Point annotation records:
■ ■ ■ ■

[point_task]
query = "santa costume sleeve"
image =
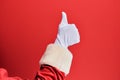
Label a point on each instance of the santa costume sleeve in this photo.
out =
(55, 63)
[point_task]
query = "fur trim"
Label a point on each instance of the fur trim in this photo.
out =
(58, 57)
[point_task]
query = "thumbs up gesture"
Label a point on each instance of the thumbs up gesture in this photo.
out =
(68, 34)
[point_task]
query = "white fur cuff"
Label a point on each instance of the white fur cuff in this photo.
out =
(58, 57)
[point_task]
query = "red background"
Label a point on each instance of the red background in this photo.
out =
(27, 26)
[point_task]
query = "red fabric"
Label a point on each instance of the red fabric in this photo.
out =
(46, 72)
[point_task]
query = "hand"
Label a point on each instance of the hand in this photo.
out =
(68, 34)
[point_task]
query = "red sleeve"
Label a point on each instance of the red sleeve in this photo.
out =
(48, 72)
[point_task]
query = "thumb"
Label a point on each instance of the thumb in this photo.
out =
(64, 20)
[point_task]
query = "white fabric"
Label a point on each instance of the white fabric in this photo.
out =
(58, 57)
(68, 34)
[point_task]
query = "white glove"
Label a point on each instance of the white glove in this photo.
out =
(68, 34)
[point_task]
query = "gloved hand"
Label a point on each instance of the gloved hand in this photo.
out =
(68, 34)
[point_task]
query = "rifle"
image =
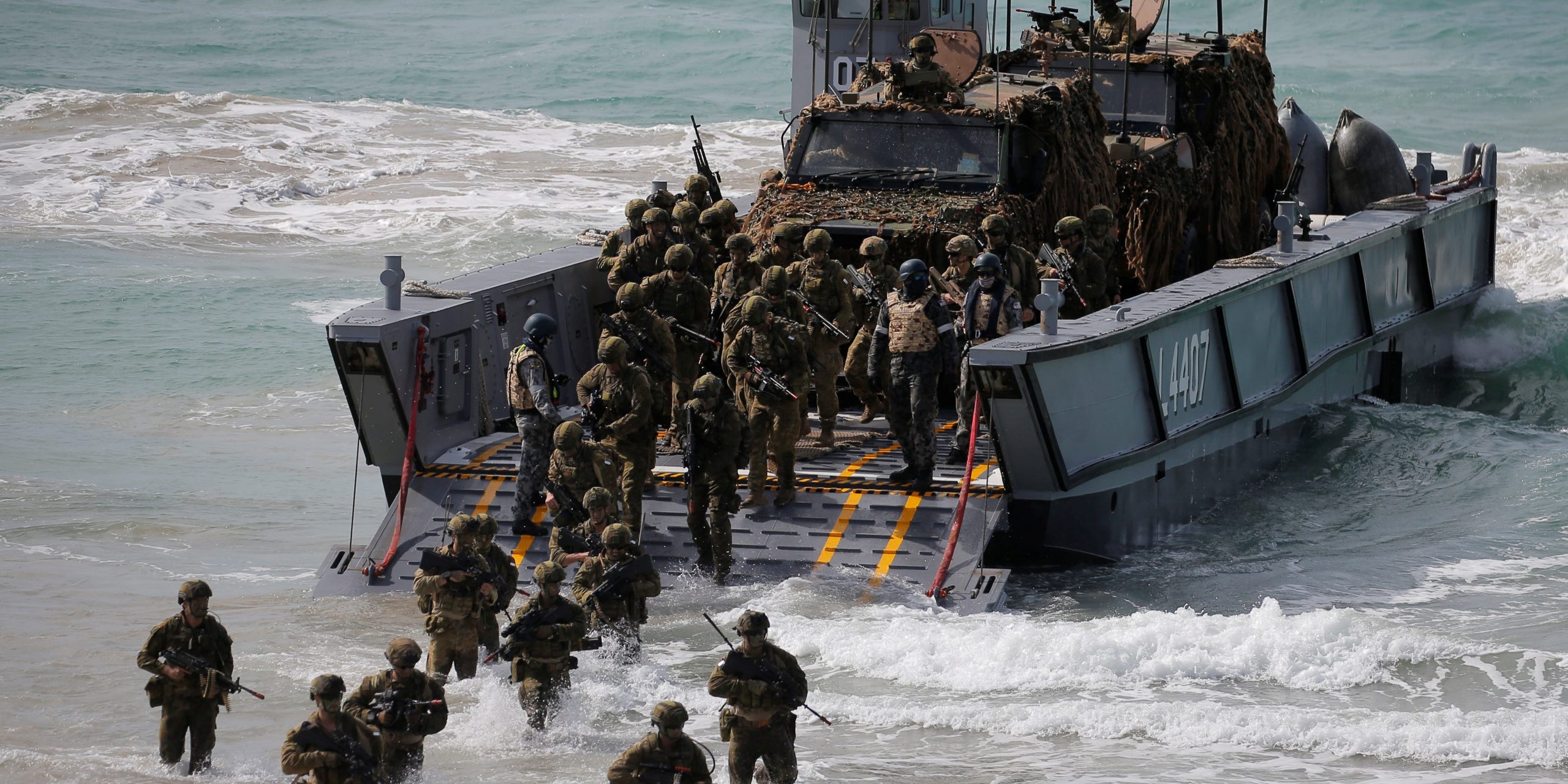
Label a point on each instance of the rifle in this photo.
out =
(764, 380)
(360, 761)
(567, 499)
(642, 345)
(200, 667)
(1063, 269)
(393, 701)
(617, 582)
(700, 154)
(432, 562)
(739, 665)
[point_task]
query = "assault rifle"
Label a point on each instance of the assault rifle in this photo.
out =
(617, 582)
(780, 682)
(1063, 269)
(200, 667)
(764, 380)
(432, 562)
(700, 156)
(360, 761)
(642, 345)
(401, 706)
(567, 499)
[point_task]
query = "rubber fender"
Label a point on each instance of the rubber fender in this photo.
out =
(1314, 179)
(1365, 165)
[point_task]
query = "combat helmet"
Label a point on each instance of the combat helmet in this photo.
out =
(404, 651)
(678, 258)
(549, 573)
(195, 590)
(670, 714)
(629, 297)
(597, 497)
(326, 687)
(618, 537)
(752, 622)
(568, 436)
(612, 350)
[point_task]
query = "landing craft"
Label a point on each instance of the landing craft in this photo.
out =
(1109, 432)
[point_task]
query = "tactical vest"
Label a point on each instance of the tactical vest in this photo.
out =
(518, 391)
(908, 328)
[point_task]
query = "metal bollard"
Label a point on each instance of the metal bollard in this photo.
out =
(393, 278)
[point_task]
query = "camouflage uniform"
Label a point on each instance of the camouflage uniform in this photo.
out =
(452, 612)
(772, 419)
(760, 723)
(919, 336)
(857, 366)
(824, 286)
(402, 750)
(720, 436)
(326, 764)
(681, 301)
(628, 426)
(651, 331)
(187, 707)
(545, 665)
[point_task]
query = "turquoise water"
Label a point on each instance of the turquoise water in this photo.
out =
(190, 190)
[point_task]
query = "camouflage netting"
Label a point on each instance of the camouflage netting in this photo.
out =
(1078, 176)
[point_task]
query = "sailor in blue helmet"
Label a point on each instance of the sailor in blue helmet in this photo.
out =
(533, 391)
(916, 333)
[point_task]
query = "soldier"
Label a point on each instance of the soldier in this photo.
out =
(992, 309)
(1087, 292)
(189, 701)
(720, 440)
(664, 755)
(918, 80)
(620, 615)
(1101, 239)
(822, 284)
(696, 192)
(545, 664)
(570, 546)
(780, 349)
(626, 422)
(452, 606)
(622, 237)
(681, 300)
(916, 330)
(758, 718)
(654, 334)
(500, 564)
(421, 710)
(885, 279)
(532, 391)
(578, 465)
(1018, 264)
(645, 255)
(328, 744)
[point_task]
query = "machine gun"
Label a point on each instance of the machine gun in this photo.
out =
(1063, 269)
(642, 345)
(764, 380)
(739, 665)
(617, 582)
(700, 156)
(432, 562)
(201, 668)
(567, 499)
(360, 761)
(401, 706)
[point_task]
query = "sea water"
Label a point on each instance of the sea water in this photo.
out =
(189, 192)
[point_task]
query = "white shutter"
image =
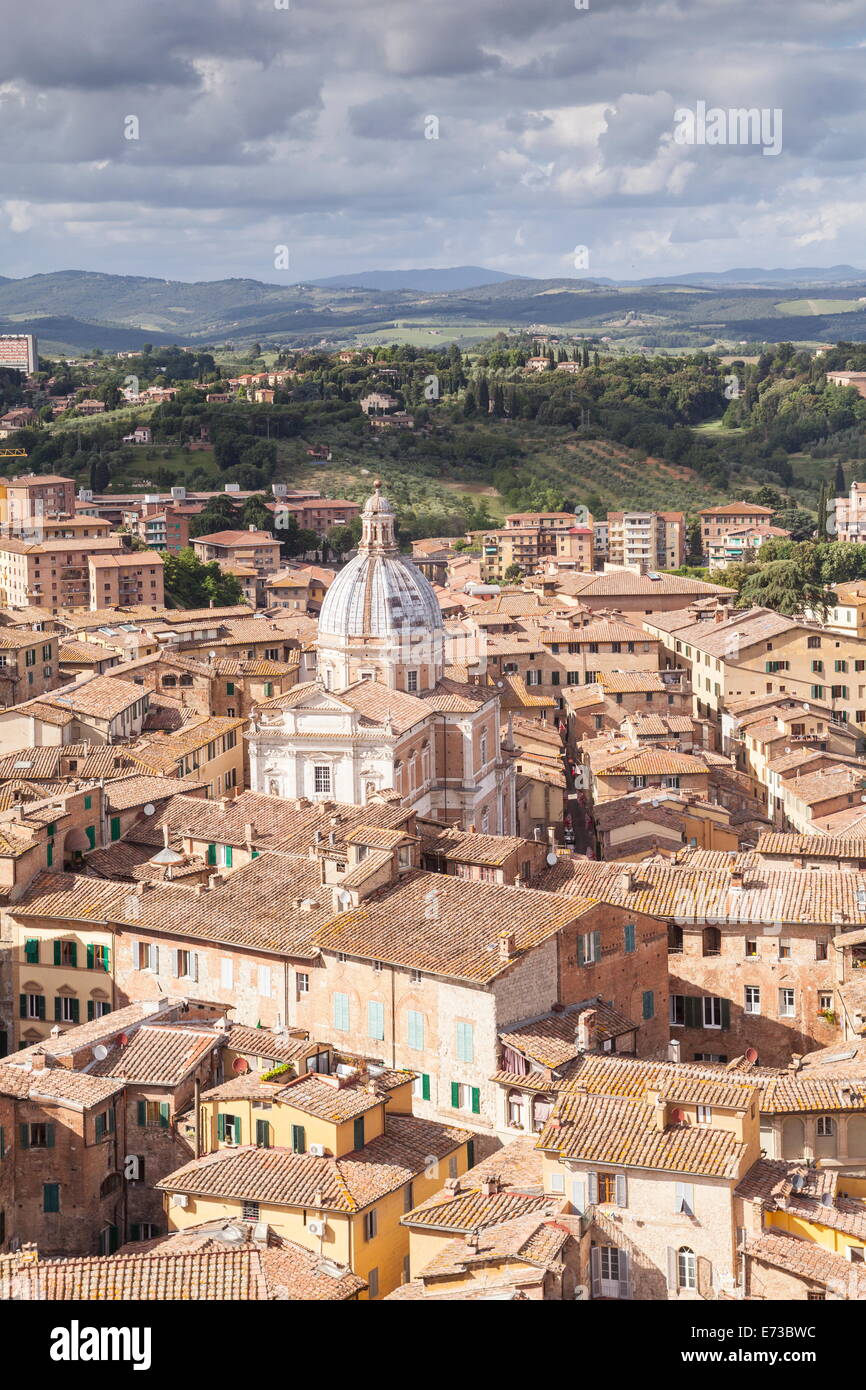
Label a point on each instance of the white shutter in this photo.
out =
(595, 1268)
(624, 1290)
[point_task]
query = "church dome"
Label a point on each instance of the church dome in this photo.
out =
(380, 594)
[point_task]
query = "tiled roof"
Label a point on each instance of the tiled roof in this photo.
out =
(451, 926)
(275, 1176)
(612, 1129)
(157, 1054)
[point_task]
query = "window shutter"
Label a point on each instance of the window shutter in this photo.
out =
(623, 1275)
(595, 1268)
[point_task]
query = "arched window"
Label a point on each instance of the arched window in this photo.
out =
(793, 1137)
(516, 1107)
(687, 1268)
(712, 941)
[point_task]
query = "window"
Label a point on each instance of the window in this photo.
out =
(376, 1020)
(464, 1097)
(466, 1043)
(687, 1268)
(414, 1030)
(684, 1198)
(341, 1012)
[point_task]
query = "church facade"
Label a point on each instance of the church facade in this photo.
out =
(385, 713)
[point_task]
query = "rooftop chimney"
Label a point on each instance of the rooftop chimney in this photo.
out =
(585, 1030)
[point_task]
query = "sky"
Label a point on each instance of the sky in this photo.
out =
(293, 139)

■ ■ ■ ■

# Exercise details
Write out the entries above verbatim; the pictures do not belong in your copy.

# Answer to the task
[point_task]
query = "santa costume sleeve"
image =
Label a point on each instance of the santa costume sleeve in this photo.
out =
(55, 63)
[point_task]
query = "fur trim"
Label a point on each instance of the fur trim in this photo.
out =
(58, 57)
[point_task]
query = "thumbs up gesture"
Label a point on each instance of the thumbs up gesture in this photo.
out =
(68, 34)
[point_task]
query = "white fur cuff"
Label a point on each instance of the white fur cuff in this photo.
out =
(58, 57)
[point_task]
query = "red background"
Label a point on each instance of the red background in this photo.
out =
(27, 26)
[point_task]
query = "red fabric"
Label a point on each instance of the red fabric in this photo.
out =
(46, 72)
[point_task]
query = "hand"
Label a point on each instance of the hand in this photo.
out =
(68, 34)
[point_task]
query = "red sleeve"
Label a point on each instance of the red sleeve in this photo.
out =
(48, 72)
[point_task]
query = "thumb"
Label a point on each instance of the thumb in this photo.
out =
(64, 20)
[point_task]
query = "white fabric"
Label a point on each instance of the white fabric in this photo.
out =
(58, 57)
(68, 34)
[point_task]
query = "white glove"
Label a point on each instance of the white glove in this photo.
out =
(68, 34)
[point_task]
query = "gloved hand"
Label a point on each instance of the gloved hand in this photo.
out =
(68, 34)
[point_task]
query = "rifle"
image =
Label a point on each instance of the rifle in this photo.
out =
(764, 380)
(360, 761)
(567, 499)
(642, 345)
(200, 667)
(1063, 269)
(393, 701)
(617, 582)
(700, 154)
(432, 562)
(739, 665)
[point_task]
query = "assault rifle"
Label a point on each instance of the assault rifle in this photo.
out =
(617, 582)
(780, 682)
(1063, 269)
(200, 667)
(764, 380)
(432, 562)
(700, 156)
(360, 761)
(642, 345)
(401, 706)
(567, 499)
[point_task]
query = "rubber fender"
Label a point on each instance of the rubber fender in this photo.
out =
(1314, 179)
(1365, 165)
[point_task]
query = "combat helmet"
Label a point on each instance of the combat helmet in this photo.
out =
(404, 651)
(678, 258)
(549, 573)
(195, 590)
(670, 714)
(629, 297)
(597, 497)
(326, 687)
(618, 537)
(752, 622)
(568, 436)
(612, 350)
[point_task]
query = "landing craft"
Label a point on each instance of the landing craft in this photo.
out =
(1109, 432)
[point_task]
query = "tactical vest"
Label a point on each instance of the tactical vest in this photo.
out =
(518, 391)
(908, 328)
[point_task]
query = "metal bollard"
Label a point on each instance of the metal bollard in this photo.
out =
(393, 278)
[point_task]
query = "camouflage uniform"
Label a point on each instance of the camouflage uniform in this photo.
out =
(452, 612)
(772, 419)
(760, 723)
(919, 336)
(857, 366)
(824, 286)
(402, 750)
(720, 436)
(326, 764)
(681, 301)
(628, 426)
(651, 331)
(187, 707)
(545, 665)
[point_task]
query = "turquoise water"
Label a point on each instance of the turquoise water in this photo.
out =
(190, 190)
[point_task]
query = "camouflage netting"
Label a point on each instance of the camouflage netting in this photo.
out =
(1078, 176)
[point_task]
query = "sailor in blue helmet"
Label a point on each instance of the sailor in blue helmet in this photo.
out =
(533, 391)
(916, 333)
[point_task]
query = "soldier"
Label a point on each instance of the soldier in this photo.
out =
(992, 309)
(1087, 292)
(189, 701)
(720, 440)
(664, 755)
(918, 80)
(620, 615)
(1101, 239)
(822, 284)
(696, 192)
(545, 664)
(570, 546)
(780, 349)
(626, 422)
(452, 606)
(622, 237)
(681, 300)
(916, 330)
(758, 718)
(654, 334)
(500, 564)
(421, 710)
(885, 279)
(532, 391)
(578, 465)
(1018, 264)
(645, 255)
(328, 744)
[point_task]
query = "machine gun"
Label a point on each instance of the machine gun in this photo.
out =
(1063, 269)
(642, 345)
(764, 380)
(739, 665)
(617, 582)
(700, 156)
(432, 562)
(201, 668)
(567, 499)
(360, 761)
(401, 706)
[point_task]
query = "sea water"
Label a point on each instance of the sea water in this photo.
out =
(189, 192)
[point_task]
query = "white shutter"
image =
Label a point on each instance of the white shutter in this photo.
out =
(595, 1268)
(624, 1290)
[point_task]
query = "church dome"
Label a point on each instance of the church dome in this photo.
out =
(380, 594)
[point_task]
query = "tiled roof"
Label a point on each instance of the tiled roof in this photo.
out =
(451, 926)
(275, 1176)
(612, 1129)
(157, 1054)
[point_task]
query = "window shutter"
Label a point on each instance of the window shutter in this photo.
out =
(623, 1275)
(595, 1268)
[point_task]
query = "arched window"
Label a point on each instance of the arched window in this photo.
out =
(793, 1137)
(516, 1107)
(687, 1268)
(712, 941)
[point_task]
query = "window"
Label a point on each instance of the window in this photo.
out =
(376, 1020)
(464, 1097)
(466, 1043)
(687, 1268)
(414, 1030)
(684, 1198)
(341, 1012)
[point_task]
query = "church facade"
Label a point on each instance of the church facade in this photo.
out =
(385, 713)
[point_task]
query = "rooftop chimney"
Label a point on each instance of the rooftop chimney in this photo.
out =
(585, 1030)
[point_task]
query = "sky"
Label a point on each instance of the sky in this photo.
out =
(293, 139)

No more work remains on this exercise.